# [EXERCISE MATERIAL]
- - - -

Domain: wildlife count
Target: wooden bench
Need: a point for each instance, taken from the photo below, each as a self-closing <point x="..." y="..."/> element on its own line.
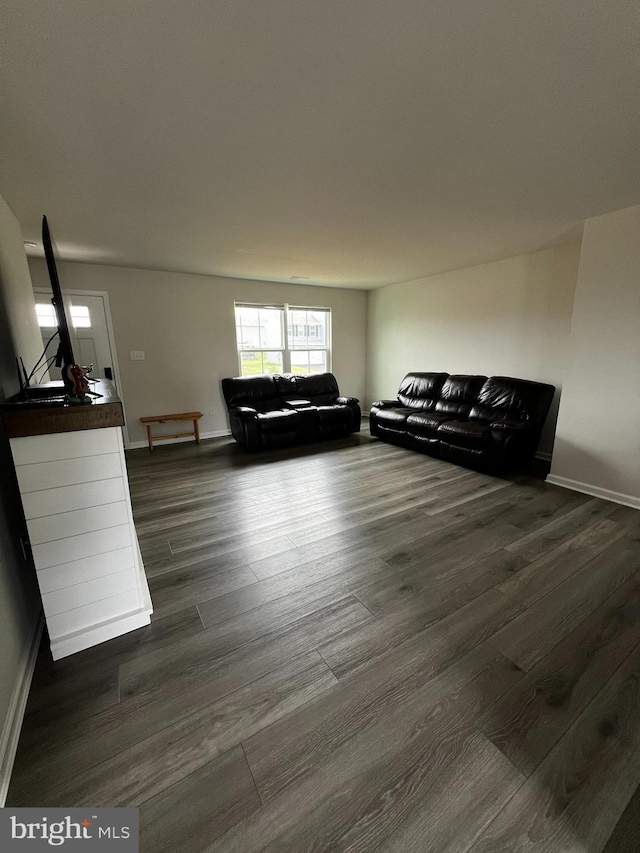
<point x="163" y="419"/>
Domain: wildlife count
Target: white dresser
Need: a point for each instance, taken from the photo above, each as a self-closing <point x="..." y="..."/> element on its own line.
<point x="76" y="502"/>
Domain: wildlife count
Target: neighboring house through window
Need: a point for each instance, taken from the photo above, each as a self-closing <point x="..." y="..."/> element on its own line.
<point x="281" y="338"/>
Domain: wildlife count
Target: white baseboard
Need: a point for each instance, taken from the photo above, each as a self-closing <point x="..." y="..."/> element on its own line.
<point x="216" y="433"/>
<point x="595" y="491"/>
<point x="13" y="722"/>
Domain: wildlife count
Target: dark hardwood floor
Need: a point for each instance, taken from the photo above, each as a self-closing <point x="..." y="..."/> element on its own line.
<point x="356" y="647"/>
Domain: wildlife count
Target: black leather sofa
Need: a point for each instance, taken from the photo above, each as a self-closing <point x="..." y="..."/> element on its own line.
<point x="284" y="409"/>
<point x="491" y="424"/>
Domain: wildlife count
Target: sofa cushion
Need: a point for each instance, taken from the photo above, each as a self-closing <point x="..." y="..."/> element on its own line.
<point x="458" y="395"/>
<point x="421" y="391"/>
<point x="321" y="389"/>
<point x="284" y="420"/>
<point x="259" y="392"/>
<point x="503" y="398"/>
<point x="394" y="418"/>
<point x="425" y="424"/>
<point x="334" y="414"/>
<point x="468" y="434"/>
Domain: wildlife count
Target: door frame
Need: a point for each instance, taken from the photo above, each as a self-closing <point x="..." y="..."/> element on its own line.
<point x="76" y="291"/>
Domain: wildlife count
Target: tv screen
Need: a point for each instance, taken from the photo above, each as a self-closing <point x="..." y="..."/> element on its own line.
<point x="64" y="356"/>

- - - -

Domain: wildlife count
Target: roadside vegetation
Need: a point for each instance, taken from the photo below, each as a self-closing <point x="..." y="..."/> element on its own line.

- - - -

# [SHORT TASK]
Please pick out each line in the listing above that contains the string "Target" and copy those lines.

# [OUTPUT BELOW]
Target: wooden bench
Target: white dresser
Target: neighboring house through window
Target: white baseboard
Target: dark hardwood floor
Target: black leather sofa
Target: sofa cushion
Target: door frame
Target: tv screen
Target: roadside vegetation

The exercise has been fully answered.